------ Data supplied

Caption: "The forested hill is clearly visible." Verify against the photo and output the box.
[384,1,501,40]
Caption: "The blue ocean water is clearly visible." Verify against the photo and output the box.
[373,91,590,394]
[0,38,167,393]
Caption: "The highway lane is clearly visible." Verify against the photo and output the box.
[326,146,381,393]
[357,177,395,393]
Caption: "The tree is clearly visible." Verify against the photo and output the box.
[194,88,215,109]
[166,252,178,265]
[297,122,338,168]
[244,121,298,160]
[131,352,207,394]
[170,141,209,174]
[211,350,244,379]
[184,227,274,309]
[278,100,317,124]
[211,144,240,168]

------------

Goal
Copy every record above line for line, with nothing changed, added, or left out.

Finished answer
Caption: "The forested hill is clearly visible." Verify against the photo and output the box.
[384,1,501,40]
Caption: "The blue ocean water is clearly visible." Verify against the photo and output the box.
[373,91,590,394]
[0,38,167,393]
Caption: "The highway lane is clearly visible." Verify against the photo and output the box.
[326,146,381,393]
[357,177,395,393]
Caption: "The tree is clearly visible." Verify against the photo and output the box.
[194,88,215,109]
[166,252,178,265]
[297,122,338,168]
[244,121,298,160]
[131,352,207,394]
[170,141,209,174]
[211,350,244,379]
[184,227,274,309]
[278,100,317,124]
[211,144,240,168]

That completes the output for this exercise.